### [PROBLEM TO SOLVE]
Please rename "Query" to "Search term" in the stretch of data from the line containing "as in (543,232)" through the end, leaving everything else unchanged. Give only that stretch, without the pictures.

### [ENTRIES SHOWN]
** Begin **

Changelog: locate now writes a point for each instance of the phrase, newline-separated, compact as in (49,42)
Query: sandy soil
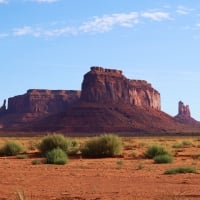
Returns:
(130,177)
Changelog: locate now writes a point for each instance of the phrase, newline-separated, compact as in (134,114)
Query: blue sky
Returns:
(51,44)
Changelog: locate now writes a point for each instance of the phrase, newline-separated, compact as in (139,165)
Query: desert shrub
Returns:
(187,143)
(74,147)
(107,145)
(11,148)
(181,170)
(165,158)
(22,156)
(177,145)
(53,141)
(56,156)
(36,162)
(155,150)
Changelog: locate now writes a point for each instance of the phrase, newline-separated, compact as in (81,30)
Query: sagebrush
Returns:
(107,145)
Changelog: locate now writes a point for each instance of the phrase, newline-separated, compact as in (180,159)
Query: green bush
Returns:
(22,156)
(180,170)
(177,145)
(187,143)
(155,150)
(54,141)
(11,148)
(107,145)
(56,156)
(166,158)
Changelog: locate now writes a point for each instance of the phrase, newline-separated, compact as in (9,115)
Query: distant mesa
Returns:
(184,114)
(107,102)
(111,86)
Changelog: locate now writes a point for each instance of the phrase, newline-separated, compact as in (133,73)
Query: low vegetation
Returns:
(107,145)
(53,141)
(166,158)
(181,170)
(11,148)
(56,156)
(156,150)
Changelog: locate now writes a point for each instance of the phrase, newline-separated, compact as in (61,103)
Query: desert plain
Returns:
(130,176)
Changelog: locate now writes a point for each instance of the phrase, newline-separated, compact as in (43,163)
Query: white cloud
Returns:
(3,35)
(26,30)
(198,25)
(156,15)
(3,1)
(107,22)
(97,24)
(45,1)
(183,10)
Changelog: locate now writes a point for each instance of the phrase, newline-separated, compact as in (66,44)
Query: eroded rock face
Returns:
(183,110)
(111,86)
(3,108)
(42,101)
(184,113)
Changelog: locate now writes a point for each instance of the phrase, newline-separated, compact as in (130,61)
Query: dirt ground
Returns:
(130,177)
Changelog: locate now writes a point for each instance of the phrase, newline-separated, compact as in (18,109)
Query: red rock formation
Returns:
(111,86)
(3,108)
(184,114)
(42,101)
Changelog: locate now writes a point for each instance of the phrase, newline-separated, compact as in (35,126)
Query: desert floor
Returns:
(129,177)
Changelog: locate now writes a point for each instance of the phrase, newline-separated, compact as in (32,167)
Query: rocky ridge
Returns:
(108,102)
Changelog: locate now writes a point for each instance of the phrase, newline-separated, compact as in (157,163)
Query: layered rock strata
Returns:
(111,86)
(42,101)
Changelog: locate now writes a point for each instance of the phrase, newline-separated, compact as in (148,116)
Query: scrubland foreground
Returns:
(130,176)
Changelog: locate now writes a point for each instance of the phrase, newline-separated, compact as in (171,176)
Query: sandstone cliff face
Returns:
(184,113)
(3,108)
(111,86)
(42,101)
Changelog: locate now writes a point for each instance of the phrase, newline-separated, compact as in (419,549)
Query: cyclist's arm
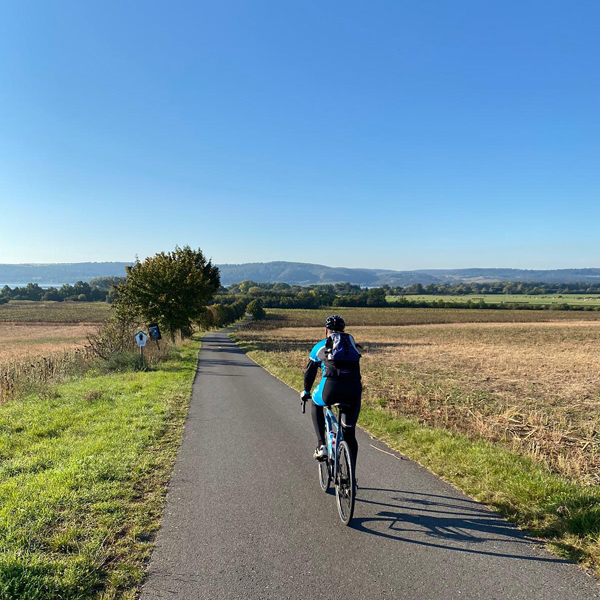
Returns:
(310,373)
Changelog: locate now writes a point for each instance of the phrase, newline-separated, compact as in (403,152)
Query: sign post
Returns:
(140,338)
(154,333)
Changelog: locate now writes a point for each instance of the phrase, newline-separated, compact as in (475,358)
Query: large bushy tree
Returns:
(170,289)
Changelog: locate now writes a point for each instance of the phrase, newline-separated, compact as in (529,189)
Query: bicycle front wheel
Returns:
(344,486)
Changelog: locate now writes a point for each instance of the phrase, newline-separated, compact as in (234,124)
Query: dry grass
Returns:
(22,311)
(26,340)
(533,387)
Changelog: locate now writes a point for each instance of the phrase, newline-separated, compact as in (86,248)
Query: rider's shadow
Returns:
(438,521)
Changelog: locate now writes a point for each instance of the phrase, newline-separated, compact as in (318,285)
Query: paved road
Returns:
(246,519)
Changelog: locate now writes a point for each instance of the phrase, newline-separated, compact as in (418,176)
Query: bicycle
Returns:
(337,466)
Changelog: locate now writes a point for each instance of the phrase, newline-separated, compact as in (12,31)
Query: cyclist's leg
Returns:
(318,417)
(349,417)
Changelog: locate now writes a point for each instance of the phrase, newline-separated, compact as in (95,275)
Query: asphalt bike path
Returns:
(245,517)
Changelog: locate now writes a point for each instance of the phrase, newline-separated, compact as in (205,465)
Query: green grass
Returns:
(563,512)
(83,476)
(17,311)
(539,299)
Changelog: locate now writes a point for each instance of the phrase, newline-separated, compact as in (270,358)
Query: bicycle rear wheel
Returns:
(344,486)
(324,478)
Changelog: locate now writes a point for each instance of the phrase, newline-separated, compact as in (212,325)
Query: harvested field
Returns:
(26,340)
(54,312)
(533,387)
(418,316)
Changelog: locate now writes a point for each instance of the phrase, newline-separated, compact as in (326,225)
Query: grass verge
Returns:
(83,479)
(564,513)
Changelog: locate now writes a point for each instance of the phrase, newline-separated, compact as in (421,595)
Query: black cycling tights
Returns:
(344,392)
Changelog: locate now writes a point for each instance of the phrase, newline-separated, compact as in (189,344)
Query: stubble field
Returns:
(533,387)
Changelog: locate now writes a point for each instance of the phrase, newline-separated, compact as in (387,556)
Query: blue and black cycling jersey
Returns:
(318,358)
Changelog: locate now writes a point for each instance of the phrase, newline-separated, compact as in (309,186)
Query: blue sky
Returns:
(384,134)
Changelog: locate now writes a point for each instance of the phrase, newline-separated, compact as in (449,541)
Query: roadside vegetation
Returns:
(89,432)
(84,471)
(506,410)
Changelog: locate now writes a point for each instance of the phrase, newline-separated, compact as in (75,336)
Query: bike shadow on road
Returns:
(444,522)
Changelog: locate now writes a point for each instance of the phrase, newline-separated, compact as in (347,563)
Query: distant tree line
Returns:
(282,295)
(499,287)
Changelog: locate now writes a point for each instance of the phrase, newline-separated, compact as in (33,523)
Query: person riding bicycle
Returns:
(338,357)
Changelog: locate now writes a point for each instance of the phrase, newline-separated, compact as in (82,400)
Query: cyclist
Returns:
(340,383)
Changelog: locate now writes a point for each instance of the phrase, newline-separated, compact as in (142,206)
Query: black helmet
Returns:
(335,323)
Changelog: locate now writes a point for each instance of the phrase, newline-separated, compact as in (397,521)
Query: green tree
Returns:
(170,289)
(255,308)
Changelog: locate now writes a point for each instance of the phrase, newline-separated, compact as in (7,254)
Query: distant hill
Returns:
(299,274)
(306,273)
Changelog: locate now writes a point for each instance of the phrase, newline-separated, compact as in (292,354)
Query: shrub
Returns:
(255,308)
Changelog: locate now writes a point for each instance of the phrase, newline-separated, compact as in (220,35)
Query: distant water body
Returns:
(42,285)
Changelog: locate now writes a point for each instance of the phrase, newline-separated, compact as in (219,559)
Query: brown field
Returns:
(17,311)
(531,386)
(26,340)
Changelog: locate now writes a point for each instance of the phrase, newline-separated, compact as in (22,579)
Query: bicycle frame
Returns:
(332,426)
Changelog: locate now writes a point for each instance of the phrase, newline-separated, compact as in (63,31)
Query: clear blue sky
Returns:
(359,133)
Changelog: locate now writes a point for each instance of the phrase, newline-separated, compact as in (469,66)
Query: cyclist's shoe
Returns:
(320,453)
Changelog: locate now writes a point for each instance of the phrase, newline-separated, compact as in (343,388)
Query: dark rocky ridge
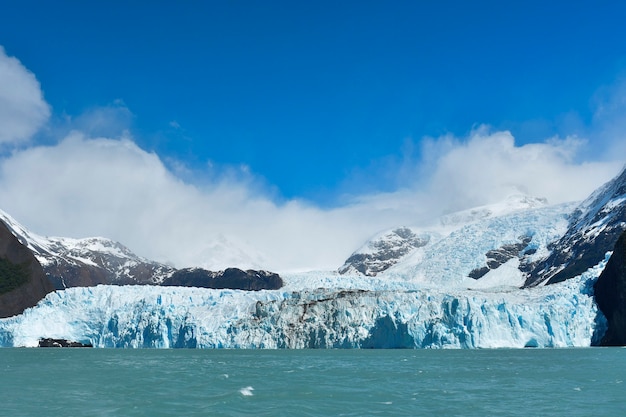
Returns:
(22,282)
(594,228)
(610,294)
(498,257)
(386,251)
(49,342)
(231,278)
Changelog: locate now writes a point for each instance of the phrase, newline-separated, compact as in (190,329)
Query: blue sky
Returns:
(325,105)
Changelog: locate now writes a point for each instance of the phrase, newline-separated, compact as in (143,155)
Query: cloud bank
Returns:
(87,185)
(22,108)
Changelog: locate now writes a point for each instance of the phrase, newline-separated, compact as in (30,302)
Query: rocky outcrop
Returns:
(384,251)
(22,279)
(498,257)
(610,294)
(231,278)
(593,230)
(49,342)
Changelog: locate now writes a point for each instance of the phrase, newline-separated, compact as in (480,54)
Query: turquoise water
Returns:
(109,382)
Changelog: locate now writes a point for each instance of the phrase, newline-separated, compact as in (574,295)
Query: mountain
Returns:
(22,279)
(233,278)
(610,294)
(384,251)
(460,283)
(92,261)
(464,247)
(594,228)
(87,262)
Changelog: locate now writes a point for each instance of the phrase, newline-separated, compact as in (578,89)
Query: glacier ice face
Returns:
(349,314)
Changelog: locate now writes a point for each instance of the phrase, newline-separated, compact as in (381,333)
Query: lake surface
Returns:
(115,382)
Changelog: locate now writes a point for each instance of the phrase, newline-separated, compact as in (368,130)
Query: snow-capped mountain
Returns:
(470,244)
(456,284)
(384,251)
(594,228)
(71,262)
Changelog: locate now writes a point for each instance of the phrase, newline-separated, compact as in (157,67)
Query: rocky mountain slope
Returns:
(22,279)
(610,294)
(594,228)
(87,262)
(414,245)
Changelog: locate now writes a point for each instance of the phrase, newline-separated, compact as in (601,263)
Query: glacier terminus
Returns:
(468,281)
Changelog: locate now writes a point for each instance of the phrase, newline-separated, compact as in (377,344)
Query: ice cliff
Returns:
(359,315)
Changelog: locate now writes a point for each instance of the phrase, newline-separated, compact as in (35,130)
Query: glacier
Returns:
(355,313)
(424,300)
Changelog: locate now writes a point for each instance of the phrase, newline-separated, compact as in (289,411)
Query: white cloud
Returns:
(86,185)
(22,107)
(82,187)
(487,167)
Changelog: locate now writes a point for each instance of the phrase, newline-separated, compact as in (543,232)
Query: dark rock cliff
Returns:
(594,229)
(610,294)
(22,279)
(232,278)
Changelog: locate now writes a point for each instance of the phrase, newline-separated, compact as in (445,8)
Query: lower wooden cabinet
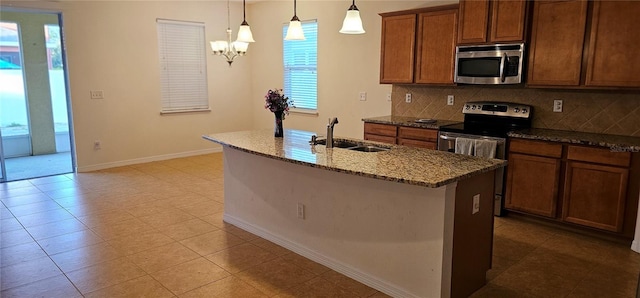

** End **

### [TASK OUTPUT]
Changelog: locate now writes a point for each instance of the phrase, newline-separated, compact as in (543,232)
Search term: dark rock cliff
Returns:
(594,229)
(610,294)
(22,279)
(232,278)
Changelog: locate now writes a point for each instance of the phrase, newline-separated, compact as in (445,8)
Search term: lower wooden cabinet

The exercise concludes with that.